_Work order:_ The entries must be retyped exactly, down to the last line.

____ Extracted records

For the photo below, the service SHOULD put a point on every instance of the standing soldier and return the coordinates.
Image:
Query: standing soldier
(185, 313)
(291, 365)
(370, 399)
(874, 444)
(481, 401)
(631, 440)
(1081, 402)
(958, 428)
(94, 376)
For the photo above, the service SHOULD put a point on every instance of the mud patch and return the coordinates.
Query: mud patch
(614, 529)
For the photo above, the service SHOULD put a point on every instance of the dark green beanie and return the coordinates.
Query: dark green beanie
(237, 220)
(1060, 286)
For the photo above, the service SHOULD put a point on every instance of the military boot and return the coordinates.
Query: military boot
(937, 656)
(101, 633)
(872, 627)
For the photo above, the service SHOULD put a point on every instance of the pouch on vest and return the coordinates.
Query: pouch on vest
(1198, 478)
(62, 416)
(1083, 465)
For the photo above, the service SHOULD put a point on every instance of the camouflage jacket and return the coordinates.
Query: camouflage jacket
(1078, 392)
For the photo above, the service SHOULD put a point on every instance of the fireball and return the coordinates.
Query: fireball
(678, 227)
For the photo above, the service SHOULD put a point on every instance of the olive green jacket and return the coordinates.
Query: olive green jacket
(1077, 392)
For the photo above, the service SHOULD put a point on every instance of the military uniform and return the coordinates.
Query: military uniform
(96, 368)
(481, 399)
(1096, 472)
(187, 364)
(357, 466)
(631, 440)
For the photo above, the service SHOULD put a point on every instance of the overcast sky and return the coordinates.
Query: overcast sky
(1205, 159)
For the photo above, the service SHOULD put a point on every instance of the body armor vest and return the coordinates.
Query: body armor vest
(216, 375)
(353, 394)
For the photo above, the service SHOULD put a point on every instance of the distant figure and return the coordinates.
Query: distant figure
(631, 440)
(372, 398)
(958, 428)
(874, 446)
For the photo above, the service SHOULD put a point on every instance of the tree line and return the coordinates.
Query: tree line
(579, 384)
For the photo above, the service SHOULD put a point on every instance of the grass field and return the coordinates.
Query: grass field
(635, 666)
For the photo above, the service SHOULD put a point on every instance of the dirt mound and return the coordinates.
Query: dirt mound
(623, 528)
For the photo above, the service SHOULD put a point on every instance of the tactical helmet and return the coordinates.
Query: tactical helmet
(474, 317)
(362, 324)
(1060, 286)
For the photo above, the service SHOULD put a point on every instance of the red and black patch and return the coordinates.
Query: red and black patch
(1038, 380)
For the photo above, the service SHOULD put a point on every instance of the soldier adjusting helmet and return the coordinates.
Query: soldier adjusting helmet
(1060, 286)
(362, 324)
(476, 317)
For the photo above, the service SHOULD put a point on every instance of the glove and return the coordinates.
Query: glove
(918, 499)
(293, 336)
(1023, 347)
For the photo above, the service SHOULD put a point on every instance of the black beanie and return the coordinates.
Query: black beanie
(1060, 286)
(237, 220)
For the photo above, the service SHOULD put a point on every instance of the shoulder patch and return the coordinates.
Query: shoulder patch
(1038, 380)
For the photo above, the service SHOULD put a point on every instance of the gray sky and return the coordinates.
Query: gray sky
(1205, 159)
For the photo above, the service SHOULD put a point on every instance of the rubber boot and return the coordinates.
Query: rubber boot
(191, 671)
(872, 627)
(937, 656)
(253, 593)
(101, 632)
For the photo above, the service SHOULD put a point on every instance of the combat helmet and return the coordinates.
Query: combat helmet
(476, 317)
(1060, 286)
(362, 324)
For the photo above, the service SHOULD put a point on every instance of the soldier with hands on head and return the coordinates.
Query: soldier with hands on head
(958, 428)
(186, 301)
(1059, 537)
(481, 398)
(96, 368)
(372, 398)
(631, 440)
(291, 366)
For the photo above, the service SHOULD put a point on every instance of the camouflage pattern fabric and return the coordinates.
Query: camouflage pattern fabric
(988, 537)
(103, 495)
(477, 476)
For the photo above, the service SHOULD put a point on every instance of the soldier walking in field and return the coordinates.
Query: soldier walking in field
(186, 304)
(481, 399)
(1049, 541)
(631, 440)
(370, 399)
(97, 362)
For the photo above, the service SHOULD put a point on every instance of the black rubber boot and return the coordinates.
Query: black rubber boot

________

_Problem solution:_
For the photo below, the service SHOULD put a point on every instance of the standing soldier and return the coordinates.
Image:
Query: standing soldier
(185, 313)
(291, 365)
(370, 399)
(874, 444)
(481, 401)
(631, 440)
(1081, 402)
(958, 428)
(94, 376)
For the photo above, the service SHOULD put a point on every instance of the mud patch and return the coordinates.
Query: mud patch
(614, 529)
For the photo above, the service SHOULD put a point on every instance of the dark green beanie and return the coordinates.
Query: dark green beanie
(237, 220)
(1060, 286)
For the photo above, the service SHOULD put a point on every instance of the military boot and return the coordinates.
Query: military boot
(937, 656)
(101, 633)
(872, 627)
For the photo above, the service SHOULD put a point on every instance of the pouch on vest and return the coordinates.
Query: pouch on vest
(1198, 478)
(62, 416)
(1083, 465)
For the photo above, the service SHOULD put a point on every instance of the camouflage jacket and return the coordinates.
Query: camouflage jacket
(1078, 392)
For the photo above, the service SHOULD put a point on every instance of the fireball and return the coordinates.
Query: fireball
(678, 227)
For the photo above, the service SHOULD put a point on every instance of the olive green jacket and return the coordinates.
Query: olive green jacket
(1077, 392)
For the photo above, the service SHOULD put a point on every instance of the military uniform and return the coordinates.
Query: military uniform
(96, 368)
(481, 399)
(1096, 472)
(187, 364)
(357, 466)
(631, 440)
For the photo above, the service SHOULD put a point on every instance of the overcast sky and return the coordinates.
Query: overcast sky
(1205, 159)
For the photo above, the service SHOULD put a point on every instance of the body armor vest and return the coordinates.
Query: body armor vest
(216, 375)
(353, 394)
For the photo above, the service SHOULD put a point on every instance of the distant figure and return the coordinates.
Query: distant figure
(631, 440)
(372, 398)
(958, 428)
(874, 446)
For the photo above, the service SHOULD put a point on every instance of the tree line and return the coordinates.
Query: tree line
(579, 384)
For the photo above, the service SHOULD put a point on every instance of the grass field and return the coordinates.
Query: grass field
(635, 666)
For the photo above, the service SHOULD put a point on every instance of the dirt mound and return the coordinates.
Query: dirt mound
(623, 528)
For the photo above, the service SHOULD put a point on every instance of the tactical helmet and return the coordinates.
Query: tactical helmet
(474, 317)
(362, 324)
(1060, 286)
For the photo above, the service SHOULD put a point on every instance of the red and black patch and return the coordinates.
Query: red and black patch
(1038, 380)
For the photo above, the service SHOULD put a point on every instance of the soldier adjusting helmet and return the coordinates.
Query: soldier adjusting helmet
(1060, 286)
(362, 324)
(476, 317)
For the photo above, the service SHOULD put a point on every instance of the glove and return the coordinates.
Query: glove
(918, 499)
(293, 336)
(1023, 347)
For the photo above, the service SHOULD put a point on every instance of the black beanie and return the coordinates.
Query: black beanie
(1060, 286)
(237, 220)
For the photo above, the service SHOULD put a point on every instance of the shoulder patch and return the coordinates.
Query: shoulder patch
(1038, 380)
For the photo above, the service SHOULD put a point on every instance of the gray sky and return the coordinates.
Query: gray sky
(1205, 159)
For the photo above, the service SHOULD put a point on every instance of the rubber boot and return the coordinates.
Query: rubber boot
(191, 671)
(872, 627)
(937, 656)
(253, 593)
(101, 632)
For the photo above, the service SHOULD put a point on every instance of the combat helmet and return the coordinates.
Query: combat helmet
(476, 317)
(1060, 286)
(362, 324)
For the photo above, the service SHOULD put a point on every instance of the soldier with hands on head and return the coordinates.
Query: soldier with hands on head
(958, 428)
(186, 301)
(1059, 537)
(481, 398)
(96, 368)
(372, 398)
(631, 440)
(291, 366)
For the photo above, the service SHOULD put a point on every instance of the camouflage pattern fabric and return the coordinates.
Query: camouflage pattern fabric
(988, 537)
(103, 495)
(477, 476)
For the photo above, the service SHOULD put a point on every instance of the soldier walking in field and return the coordinates.
Query: soldier walking in field
(186, 304)
(481, 399)
(1049, 541)
(631, 440)
(370, 399)
(97, 362)
For the photo above, the service SHOULD put a point on every instance of the black rubber boot and return the coordinates.
Query: black rubber boot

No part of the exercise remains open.